• **Data**:
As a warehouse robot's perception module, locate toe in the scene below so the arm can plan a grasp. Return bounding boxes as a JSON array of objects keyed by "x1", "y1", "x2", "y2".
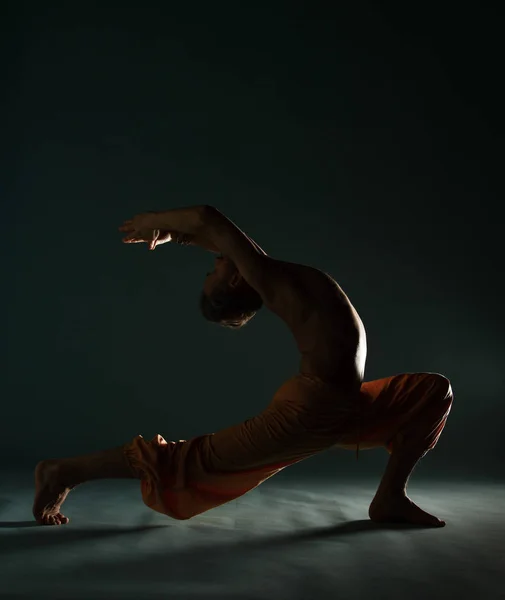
[{"x1": 58, "y1": 513, "x2": 69, "y2": 525}]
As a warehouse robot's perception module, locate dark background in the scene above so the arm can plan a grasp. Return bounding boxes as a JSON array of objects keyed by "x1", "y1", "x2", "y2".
[{"x1": 0, "y1": 1, "x2": 505, "y2": 476}]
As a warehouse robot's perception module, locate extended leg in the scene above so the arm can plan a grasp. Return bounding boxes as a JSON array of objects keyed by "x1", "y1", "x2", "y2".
[
  {"x1": 33, "y1": 446, "x2": 136, "y2": 525},
  {"x1": 369, "y1": 375, "x2": 452, "y2": 527}
]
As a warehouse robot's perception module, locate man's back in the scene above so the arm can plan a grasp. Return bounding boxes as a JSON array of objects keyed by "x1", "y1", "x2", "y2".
[{"x1": 265, "y1": 257, "x2": 366, "y2": 387}]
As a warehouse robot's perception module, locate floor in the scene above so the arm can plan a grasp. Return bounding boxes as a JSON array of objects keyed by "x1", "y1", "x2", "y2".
[{"x1": 0, "y1": 472, "x2": 505, "y2": 600}]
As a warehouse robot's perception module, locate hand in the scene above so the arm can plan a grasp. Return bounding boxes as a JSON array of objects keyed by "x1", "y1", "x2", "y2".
[{"x1": 119, "y1": 212, "x2": 166, "y2": 250}]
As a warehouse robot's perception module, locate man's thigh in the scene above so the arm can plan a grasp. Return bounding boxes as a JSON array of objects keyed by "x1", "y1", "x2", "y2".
[{"x1": 337, "y1": 373, "x2": 441, "y2": 451}]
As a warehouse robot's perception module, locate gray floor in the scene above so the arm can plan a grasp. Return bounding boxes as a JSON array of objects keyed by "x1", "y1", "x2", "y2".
[{"x1": 0, "y1": 472, "x2": 505, "y2": 600}]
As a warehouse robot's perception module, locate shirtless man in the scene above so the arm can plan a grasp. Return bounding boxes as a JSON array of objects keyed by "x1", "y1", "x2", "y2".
[{"x1": 33, "y1": 206, "x2": 453, "y2": 527}]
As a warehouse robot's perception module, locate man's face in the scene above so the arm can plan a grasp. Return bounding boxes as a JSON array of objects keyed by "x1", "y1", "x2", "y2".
[{"x1": 203, "y1": 254, "x2": 237, "y2": 296}]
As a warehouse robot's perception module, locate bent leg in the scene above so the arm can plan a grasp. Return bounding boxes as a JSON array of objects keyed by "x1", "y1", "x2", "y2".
[{"x1": 369, "y1": 373, "x2": 453, "y2": 527}]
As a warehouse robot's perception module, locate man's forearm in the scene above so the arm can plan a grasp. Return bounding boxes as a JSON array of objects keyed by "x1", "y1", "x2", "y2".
[{"x1": 151, "y1": 205, "x2": 208, "y2": 236}]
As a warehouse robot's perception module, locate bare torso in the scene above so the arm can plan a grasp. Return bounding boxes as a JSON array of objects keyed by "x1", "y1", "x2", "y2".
[{"x1": 265, "y1": 259, "x2": 367, "y2": 389}]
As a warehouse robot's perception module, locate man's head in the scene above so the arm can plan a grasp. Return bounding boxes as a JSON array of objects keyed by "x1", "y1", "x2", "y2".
[{"x1": 200, "y1": 256, "x2": 263, "y2": 329}]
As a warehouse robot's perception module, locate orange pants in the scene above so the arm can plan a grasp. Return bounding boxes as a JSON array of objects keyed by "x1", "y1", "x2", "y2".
[{"x1": 124, "y1": 373, "x2": 453, "y2": 519}]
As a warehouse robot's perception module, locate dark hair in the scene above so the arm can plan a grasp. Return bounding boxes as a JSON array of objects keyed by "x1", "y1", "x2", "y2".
[{"x1": 200, "y1": 281, "x2": 263, "y2": 329}]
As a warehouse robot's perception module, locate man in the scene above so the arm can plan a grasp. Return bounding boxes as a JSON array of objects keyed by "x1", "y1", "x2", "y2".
[{"x1": 33, "y1": 206, "x2": 453, "y2": 527}]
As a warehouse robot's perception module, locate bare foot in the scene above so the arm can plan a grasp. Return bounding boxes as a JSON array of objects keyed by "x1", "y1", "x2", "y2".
[
  {"x1": 33, "y1": 460, "x2": 75, "y2": 525},
  {"x1": 368, "y1": 494, "x2": 445, "y2": 527}
]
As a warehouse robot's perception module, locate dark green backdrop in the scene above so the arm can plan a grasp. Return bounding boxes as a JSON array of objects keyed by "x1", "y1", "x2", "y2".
[{"x1": 0, "y1": 1, "x2": 505, "y2": 473}]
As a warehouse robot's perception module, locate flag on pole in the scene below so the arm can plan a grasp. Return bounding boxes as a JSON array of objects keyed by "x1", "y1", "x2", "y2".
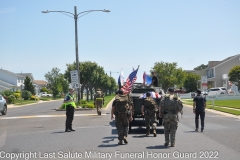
[
  {"x1": 143, "y1": 72, "x2": 152, "y2": 86},
  {"x1": 121, "y1": 66, "x2": 139, "y2": 93},
  {"x1": 118, "y1": 70, "x2": 124, "y2": 89}
]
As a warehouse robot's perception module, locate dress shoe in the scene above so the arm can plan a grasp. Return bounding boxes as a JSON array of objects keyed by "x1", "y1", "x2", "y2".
[{"x1": 65, "y1": 129, "x2": 71, "y2": 132}]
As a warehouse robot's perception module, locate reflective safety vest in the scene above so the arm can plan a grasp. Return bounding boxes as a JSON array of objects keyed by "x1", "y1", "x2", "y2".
[{"x1": 64, "y1": 94, "x2": 77, "y2": 109}]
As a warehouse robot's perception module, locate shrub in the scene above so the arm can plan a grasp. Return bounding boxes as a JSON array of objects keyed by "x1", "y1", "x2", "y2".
[
  {"x1": 22, "y1": 90, "x2": 32, "y2": 100},
  {"x1": 8, "y1": 95, "x2": 15, "y2": 104},
  {"x1": 13, "y1": 92, "x2": 21, "y2": 99},
  {"x1": 30, "y1": 95, "x2": 39, "y2": 101},
  {"x1": 80, "y1": 99, "x2": 87, "y2": 105},
  {"x1": 3, "y1": 90, "x2": 12, "y2": 97},
  {"x1": 82, "y1": 103, "x2": 94, "y2": 108}
]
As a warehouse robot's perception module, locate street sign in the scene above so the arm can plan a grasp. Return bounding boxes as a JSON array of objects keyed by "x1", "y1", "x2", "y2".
[{"x1": 70, "y1": 70, "x2": 80, "y2": 88}]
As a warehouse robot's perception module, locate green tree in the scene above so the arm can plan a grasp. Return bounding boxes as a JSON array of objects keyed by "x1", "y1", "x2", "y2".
[
  {"x1": 153, "y1": 62, "x2": 185, "y2": 91},
  {"x1": 24, "y1": 76, "x2": 35, "y2": 94},
  {"x1": 184, "y1": 73, "x2": 201, "y2": 92},
  {"x1": 45, "y1": 68, "x2": 68, "y2": 99},
  {"x1": 40, "y1": 87, "x2": 48, "y2": 93},
  {"x1": 228, "y1": 66, "x2": 240, "y2": 88},
  {"x1": 193, "y1": 64, "x2": 208, "y2": 71}
]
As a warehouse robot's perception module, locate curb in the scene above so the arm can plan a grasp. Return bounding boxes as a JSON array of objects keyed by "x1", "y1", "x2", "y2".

• **What this task involves**:
Find each line in the records above that contains the string "floor", matching case exactly, and copy those lines.

• **Output for this task**:
As a warehouse robot's perception module, locate floor in the scene above so the arm can plan a grasp. Return bounding boxes as a JSON array of objects keyed by "x1", "y1", "x2", "y2".
As a warehouse robot's perception module, locate gray floor in the scene above so the arm can plan a grasp. Return bounding boxes as a JSON array of objects keyed by "x1", "y1", "x2", "y2".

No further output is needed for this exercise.